Problem to work on> Rewrite the lines from the top down to and including the line that contains "542L518 547L516 570L537", changing "positive clicks" to "foreground clicks" and leaving the rest untouched.

Segment Start: Given records

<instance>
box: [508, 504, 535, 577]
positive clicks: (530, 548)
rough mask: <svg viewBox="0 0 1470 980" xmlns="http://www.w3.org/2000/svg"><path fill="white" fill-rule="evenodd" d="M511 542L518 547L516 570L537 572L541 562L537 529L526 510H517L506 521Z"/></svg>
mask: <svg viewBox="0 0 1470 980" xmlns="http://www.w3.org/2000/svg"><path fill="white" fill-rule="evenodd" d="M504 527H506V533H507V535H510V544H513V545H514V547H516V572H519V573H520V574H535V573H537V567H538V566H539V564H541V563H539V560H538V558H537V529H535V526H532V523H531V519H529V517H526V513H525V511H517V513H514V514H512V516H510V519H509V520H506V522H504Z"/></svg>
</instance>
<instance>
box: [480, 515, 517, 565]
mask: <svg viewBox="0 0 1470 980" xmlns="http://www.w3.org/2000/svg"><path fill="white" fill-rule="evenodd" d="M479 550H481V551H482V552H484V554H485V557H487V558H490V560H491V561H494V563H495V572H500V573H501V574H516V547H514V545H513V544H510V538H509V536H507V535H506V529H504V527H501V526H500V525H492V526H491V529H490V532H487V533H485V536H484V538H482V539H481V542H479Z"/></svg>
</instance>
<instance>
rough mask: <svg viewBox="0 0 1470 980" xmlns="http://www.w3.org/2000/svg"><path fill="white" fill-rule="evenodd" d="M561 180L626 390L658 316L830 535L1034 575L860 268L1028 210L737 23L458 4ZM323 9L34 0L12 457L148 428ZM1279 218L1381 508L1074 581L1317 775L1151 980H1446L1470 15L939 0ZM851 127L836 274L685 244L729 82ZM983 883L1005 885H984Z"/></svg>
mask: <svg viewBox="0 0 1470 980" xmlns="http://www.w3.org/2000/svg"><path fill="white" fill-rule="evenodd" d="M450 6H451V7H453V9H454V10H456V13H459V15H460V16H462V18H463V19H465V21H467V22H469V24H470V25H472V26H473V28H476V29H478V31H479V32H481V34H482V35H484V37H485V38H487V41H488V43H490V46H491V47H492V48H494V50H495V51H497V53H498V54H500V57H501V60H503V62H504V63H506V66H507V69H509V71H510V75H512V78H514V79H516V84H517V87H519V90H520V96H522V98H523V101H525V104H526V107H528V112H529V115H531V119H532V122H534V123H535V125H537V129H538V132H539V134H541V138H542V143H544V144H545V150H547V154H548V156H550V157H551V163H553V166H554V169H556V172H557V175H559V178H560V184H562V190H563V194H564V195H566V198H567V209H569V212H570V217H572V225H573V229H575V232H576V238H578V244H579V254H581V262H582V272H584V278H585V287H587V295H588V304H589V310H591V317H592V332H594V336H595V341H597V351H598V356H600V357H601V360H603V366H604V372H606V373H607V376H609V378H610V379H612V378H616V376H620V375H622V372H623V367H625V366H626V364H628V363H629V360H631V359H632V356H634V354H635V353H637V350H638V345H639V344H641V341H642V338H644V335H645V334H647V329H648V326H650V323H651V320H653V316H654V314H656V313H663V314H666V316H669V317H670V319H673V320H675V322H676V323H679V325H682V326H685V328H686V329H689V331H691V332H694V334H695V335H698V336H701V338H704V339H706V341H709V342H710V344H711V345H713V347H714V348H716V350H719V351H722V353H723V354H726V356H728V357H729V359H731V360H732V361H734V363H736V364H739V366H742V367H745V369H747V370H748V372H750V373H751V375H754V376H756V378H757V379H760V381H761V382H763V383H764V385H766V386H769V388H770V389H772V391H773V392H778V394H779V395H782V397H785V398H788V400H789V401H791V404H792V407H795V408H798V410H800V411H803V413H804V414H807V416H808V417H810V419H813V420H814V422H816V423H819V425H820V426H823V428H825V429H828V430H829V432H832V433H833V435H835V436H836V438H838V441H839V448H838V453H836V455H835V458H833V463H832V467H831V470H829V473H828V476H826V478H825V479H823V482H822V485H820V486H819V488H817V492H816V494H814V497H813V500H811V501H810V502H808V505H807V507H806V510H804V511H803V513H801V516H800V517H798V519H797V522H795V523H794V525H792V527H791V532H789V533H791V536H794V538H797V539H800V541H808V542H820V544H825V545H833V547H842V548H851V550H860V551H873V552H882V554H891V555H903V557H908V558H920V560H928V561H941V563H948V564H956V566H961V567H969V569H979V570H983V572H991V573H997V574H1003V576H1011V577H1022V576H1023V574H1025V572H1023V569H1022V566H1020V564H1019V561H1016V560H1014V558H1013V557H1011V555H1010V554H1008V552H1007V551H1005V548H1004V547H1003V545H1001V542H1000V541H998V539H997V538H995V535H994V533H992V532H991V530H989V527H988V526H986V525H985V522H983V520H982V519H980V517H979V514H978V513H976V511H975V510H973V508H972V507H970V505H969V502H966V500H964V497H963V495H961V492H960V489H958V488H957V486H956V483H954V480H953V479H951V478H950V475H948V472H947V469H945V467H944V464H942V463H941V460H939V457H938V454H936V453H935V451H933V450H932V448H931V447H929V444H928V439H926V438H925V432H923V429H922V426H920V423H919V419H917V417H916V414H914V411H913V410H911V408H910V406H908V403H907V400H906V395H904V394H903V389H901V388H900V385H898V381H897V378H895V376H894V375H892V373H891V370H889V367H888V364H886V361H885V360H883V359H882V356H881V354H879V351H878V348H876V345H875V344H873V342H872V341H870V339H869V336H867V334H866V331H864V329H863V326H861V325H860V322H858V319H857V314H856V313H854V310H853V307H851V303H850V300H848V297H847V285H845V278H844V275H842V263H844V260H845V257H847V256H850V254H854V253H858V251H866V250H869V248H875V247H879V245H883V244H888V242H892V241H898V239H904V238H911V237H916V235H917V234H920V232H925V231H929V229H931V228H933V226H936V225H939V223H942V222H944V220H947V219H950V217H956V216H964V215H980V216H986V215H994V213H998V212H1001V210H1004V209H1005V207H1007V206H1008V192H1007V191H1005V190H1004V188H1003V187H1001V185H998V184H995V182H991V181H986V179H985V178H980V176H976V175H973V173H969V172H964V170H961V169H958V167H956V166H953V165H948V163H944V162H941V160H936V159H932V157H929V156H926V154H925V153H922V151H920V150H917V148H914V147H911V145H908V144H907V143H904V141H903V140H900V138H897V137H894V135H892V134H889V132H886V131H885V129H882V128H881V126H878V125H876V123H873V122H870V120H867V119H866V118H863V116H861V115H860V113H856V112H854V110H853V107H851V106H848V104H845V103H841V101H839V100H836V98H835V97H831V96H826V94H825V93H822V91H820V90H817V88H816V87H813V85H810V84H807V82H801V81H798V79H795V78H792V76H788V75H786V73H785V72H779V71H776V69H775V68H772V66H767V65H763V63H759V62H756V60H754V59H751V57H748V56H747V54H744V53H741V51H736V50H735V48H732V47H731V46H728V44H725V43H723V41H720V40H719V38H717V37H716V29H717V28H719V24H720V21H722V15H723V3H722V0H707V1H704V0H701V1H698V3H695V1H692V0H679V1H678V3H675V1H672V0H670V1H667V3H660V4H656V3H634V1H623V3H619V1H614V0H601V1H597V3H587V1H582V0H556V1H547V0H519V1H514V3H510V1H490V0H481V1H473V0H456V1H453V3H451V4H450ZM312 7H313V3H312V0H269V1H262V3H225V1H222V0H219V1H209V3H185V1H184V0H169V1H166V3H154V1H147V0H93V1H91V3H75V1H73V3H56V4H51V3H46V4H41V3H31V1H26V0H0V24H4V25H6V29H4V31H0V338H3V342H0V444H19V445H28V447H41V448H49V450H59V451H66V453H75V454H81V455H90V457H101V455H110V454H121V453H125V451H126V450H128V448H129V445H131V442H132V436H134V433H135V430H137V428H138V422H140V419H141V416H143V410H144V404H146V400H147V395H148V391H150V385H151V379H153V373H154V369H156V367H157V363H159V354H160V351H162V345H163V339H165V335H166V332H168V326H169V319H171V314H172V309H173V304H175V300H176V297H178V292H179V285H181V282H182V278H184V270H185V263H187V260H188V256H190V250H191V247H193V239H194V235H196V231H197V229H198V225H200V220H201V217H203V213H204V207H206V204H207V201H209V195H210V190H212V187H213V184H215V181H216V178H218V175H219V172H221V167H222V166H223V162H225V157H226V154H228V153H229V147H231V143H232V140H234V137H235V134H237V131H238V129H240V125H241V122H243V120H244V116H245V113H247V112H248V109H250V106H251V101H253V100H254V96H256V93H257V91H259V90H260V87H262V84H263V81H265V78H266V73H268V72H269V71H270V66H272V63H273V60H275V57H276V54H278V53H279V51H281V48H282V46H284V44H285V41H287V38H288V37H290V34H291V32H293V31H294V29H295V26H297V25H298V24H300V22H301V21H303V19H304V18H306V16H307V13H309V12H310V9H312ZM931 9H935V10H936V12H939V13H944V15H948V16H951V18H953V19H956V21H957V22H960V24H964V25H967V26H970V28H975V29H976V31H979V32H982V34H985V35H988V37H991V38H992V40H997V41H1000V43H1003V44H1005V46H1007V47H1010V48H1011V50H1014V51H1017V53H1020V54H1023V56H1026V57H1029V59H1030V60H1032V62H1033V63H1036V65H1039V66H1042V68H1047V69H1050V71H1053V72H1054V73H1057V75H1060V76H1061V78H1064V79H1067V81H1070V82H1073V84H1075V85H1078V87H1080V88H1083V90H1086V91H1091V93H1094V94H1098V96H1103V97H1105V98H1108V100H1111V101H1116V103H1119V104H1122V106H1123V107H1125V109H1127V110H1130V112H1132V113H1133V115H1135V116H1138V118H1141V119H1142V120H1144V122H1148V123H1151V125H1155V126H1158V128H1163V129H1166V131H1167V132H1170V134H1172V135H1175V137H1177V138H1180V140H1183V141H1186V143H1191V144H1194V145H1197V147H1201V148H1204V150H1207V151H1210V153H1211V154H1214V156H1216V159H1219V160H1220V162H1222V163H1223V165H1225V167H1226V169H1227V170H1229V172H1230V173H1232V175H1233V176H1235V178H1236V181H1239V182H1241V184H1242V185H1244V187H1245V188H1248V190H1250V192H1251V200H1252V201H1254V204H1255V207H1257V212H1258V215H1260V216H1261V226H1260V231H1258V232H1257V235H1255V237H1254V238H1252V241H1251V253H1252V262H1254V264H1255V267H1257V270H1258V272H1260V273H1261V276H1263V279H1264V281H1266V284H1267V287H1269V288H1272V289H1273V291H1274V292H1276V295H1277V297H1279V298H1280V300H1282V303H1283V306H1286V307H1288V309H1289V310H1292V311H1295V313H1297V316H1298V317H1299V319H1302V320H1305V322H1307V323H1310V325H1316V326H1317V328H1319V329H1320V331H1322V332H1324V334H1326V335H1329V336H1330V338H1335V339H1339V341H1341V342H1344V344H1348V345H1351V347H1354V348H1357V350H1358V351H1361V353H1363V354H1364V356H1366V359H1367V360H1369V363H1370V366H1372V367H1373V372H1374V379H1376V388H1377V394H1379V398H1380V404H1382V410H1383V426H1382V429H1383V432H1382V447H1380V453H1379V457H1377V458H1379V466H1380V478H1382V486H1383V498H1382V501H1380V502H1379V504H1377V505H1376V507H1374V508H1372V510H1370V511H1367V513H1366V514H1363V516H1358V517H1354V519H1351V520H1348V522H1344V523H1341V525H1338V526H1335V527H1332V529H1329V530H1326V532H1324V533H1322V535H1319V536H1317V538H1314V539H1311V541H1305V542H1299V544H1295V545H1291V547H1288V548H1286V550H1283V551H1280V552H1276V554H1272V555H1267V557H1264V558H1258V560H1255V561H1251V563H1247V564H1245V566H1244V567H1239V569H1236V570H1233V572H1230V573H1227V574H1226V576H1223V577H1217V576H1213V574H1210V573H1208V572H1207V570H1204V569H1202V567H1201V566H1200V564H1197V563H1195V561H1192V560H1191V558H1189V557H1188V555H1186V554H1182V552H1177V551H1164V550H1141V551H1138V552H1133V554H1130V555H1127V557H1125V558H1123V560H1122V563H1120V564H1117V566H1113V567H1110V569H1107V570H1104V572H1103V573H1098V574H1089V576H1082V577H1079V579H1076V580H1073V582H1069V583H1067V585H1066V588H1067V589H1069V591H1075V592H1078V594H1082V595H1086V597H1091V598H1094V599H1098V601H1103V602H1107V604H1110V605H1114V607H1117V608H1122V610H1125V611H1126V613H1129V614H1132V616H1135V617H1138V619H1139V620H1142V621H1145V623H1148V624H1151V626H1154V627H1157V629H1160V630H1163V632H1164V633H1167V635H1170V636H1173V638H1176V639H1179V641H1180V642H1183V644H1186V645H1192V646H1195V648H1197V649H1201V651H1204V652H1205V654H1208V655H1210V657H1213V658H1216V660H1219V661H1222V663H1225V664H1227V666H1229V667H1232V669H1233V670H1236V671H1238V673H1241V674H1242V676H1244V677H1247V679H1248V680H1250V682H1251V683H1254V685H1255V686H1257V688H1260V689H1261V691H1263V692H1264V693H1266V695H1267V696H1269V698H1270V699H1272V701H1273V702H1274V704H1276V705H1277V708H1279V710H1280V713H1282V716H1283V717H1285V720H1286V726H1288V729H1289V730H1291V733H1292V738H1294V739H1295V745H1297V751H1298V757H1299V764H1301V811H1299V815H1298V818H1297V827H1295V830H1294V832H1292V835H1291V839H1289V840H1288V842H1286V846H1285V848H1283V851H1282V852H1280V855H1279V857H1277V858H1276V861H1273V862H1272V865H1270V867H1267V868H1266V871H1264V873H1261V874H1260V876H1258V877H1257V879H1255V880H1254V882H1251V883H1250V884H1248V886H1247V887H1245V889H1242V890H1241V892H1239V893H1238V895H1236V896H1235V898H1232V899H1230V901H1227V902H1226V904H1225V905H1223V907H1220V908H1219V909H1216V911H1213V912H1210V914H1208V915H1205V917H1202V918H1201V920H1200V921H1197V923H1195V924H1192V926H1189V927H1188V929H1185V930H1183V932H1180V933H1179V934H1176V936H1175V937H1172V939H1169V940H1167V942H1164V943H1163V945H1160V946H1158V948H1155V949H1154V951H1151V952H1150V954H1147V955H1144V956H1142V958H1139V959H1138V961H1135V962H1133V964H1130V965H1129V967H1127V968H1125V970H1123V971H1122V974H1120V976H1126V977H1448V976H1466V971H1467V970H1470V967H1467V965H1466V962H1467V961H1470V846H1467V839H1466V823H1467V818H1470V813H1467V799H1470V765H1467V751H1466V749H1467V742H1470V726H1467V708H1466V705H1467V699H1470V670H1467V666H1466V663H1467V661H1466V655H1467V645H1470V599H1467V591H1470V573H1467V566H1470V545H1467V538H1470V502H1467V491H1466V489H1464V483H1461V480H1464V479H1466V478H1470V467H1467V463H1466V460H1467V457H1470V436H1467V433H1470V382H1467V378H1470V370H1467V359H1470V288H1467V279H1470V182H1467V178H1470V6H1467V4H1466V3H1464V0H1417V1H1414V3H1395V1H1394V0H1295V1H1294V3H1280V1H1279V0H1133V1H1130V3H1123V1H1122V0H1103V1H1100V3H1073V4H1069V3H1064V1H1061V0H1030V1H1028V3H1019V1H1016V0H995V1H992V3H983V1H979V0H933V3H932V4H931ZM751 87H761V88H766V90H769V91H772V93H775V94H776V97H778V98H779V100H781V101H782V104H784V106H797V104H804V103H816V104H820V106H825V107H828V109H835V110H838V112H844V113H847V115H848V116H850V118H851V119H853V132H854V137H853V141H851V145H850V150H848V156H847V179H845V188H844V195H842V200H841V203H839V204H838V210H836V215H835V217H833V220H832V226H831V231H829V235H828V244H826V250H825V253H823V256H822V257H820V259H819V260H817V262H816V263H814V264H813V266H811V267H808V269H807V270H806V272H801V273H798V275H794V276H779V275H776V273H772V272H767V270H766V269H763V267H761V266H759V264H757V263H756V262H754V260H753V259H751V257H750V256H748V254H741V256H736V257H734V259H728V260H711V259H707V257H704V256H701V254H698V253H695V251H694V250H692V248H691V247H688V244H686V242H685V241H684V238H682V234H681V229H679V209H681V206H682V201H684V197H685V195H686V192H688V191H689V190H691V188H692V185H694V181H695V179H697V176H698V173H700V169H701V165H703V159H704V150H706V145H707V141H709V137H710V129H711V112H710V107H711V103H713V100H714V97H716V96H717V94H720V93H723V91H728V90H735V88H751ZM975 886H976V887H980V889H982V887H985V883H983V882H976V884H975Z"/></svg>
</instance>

Segment End: Given records

Solution to the problem>
<instance>
box: [508, 504, 535, 577]
foreground clicks: (530, 548)
rough mask: <svg viewBox="0 0 1470 980" xmlns="http://www.w3.org/2000/svg"><path fill="white" fill-rule="evenodd" d="M511 542L518 547L516 570L537 572L541 562L537 529L526 510H517L506 521Z"/></svg>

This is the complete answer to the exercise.